TEXTE À LIRE -
——————————
Nous vivons une période particulière depuis près de 2 ans. Je ne saurais expliquer le monde dans lequel l’humanité a basculé depuis cette crise sanitaire. Certains parlent de dictature sanitaire, d’autre de décadence et le mot “nihilisme” m’a même fait saigner les oreilles. Ce mot pompeux, signifiant en première définition “Idéologie qui rejette toute croyance ; qui refuse toute contrainte sociale.”, englobé dans un gloubiboulga verbeux visant à flétrir une partie de la population et saborder l’unicité républicaine.
Nous vivons une période particulière depuis 2 ans, je ne me risquerais pas à la
caractériser.
La poussière retombera tôt ou tard, peut-être même bien plus tôt que nous le croyons et l’histoire triera de son propre chef pour apporter les réponses aux questions que tous se posent.
Nous vivons une période particulière depuis deux ans, période durant laquelle la recherche scientifique, nos savants, hôpitaux laboratoires, IHUs, et même la démarche scientifique elle-même ont été sauvagement instrumentalisés politiquement, économiquement, socialement à des fins que, là encore, je ne saurais caractériser. Je ne me risquerais pas à qualifier les décisions politiques qui sont prises car travaillant, depuis quelques mois, avec les cabinets ministériels, une chose m’est certaine à présent : la prise de décision politique englobe une multiplicité de facteurs qui la rendent bien trop souvent inextricable, inexplicable et tout sauf raisonnable. Seul un mot d’Einstein me semble adéquat “La folie est de toujours se comporter de la même manière et de s’attendre à un résultat différent”. Beaucoup ont abandonné l’idée d’y trouver un sens.
Cette période folle sur laquelle encore une fois je ne m’étendrai pas a inspiré cette planche sur la “démarche scientifique” non, pour analyser ou comprendre ce qui s’est passé, mais pour mettre au goût du jour un corpus permettant une pensée citoyenne armée de raison, loin de la pensée magique et des dogmes.
Dans une autre vie, j’ai été dans la recherche en physique fondamentale, expérimentale qui plus est. J’ai traversé cette vie-là avec une conviction : la méthode scientifique permet la recherche en laboratoire, mais s’applique mais également à l’analyse du monde dans lequel nous vivons. Elle est une arme pour tout citoyen désireux d’analyser les situations avec raison. Afin de rédiger cette planche, je me suis replongé dans un livre que j’ai beaucoup aimé durant ma vingtaine et qui a changé ma vision du monde. Il m’a permis,en quelques lignes puissantes de changer radicalement ma vision sur la supposée action divine sur l’ordre du monde. Nous y reviendrons. Ce livre, c’est “La recherche scientifique” de Vladimir Kourganoff publié dans la collection “Que sais-je” des éditions Presses Universitaires de France – PUF. J’ai décidé d’orienter cette planche autour d’un résumé commenté de ce livre. La planche abordera l’ensemble des points qui me semblent saillants dans la démarche scientifique. Par commodité je me suis approprié le texte mais il reprend énormément de l’oeuvre originale.
——————————
Extrait d'un jeu de données
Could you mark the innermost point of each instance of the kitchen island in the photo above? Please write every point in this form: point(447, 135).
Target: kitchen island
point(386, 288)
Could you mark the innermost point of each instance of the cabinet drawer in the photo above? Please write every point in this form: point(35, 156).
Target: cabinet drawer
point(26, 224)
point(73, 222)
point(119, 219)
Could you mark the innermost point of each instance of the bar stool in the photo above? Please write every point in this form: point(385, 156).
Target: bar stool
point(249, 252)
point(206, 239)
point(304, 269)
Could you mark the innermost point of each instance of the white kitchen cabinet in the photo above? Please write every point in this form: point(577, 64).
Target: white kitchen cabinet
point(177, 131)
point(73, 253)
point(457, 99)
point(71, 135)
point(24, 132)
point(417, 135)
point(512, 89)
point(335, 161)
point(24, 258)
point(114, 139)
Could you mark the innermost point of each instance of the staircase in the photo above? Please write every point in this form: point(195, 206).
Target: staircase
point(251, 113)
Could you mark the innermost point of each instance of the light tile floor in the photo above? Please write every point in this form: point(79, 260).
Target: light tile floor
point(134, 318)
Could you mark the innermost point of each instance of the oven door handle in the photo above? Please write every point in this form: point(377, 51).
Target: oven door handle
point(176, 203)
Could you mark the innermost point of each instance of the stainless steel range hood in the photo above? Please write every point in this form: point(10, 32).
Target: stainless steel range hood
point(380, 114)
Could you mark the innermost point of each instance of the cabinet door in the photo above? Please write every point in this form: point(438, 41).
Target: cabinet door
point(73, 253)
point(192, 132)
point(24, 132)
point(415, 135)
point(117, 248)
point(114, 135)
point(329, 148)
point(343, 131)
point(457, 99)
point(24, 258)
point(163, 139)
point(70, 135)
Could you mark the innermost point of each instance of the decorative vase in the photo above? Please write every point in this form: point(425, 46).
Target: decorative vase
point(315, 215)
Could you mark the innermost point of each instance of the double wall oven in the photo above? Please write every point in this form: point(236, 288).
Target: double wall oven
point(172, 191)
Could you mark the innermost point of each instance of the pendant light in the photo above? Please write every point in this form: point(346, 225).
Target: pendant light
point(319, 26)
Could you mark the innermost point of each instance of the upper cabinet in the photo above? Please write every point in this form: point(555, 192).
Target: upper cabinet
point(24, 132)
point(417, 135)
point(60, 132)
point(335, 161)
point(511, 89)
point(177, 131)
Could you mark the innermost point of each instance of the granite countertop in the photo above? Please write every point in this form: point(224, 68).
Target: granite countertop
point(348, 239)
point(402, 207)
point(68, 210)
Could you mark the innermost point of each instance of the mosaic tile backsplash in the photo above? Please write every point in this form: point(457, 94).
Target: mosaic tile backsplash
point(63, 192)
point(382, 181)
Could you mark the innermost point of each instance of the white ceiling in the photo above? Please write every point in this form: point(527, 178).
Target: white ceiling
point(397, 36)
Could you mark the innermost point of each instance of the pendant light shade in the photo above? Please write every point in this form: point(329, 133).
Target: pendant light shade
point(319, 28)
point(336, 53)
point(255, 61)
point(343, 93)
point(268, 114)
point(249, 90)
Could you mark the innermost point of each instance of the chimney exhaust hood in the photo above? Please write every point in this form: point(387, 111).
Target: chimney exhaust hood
——————————
CONSIGNE DE TRAVAIL -
Résumez en deux phrases le texte sur la démarche scientifique.

SOLUTION COMPLÈTE -
Depuis deux ans, la recherche scientifique a été instrumentalisée et la prise de décision politique s'est montrée bien trop souvent inextricable, mais le texte s'abstient de caractériser cette période. Celle-ci a inspiré une planche sur la démarche scientifique, bâtie autour d'un résumé commenté du livre « La recherche scientifique » de Vladimir Kourganoff, pour favoriser une pensée citoyenne armée de raison, loin de la pensée magique et des dogmes.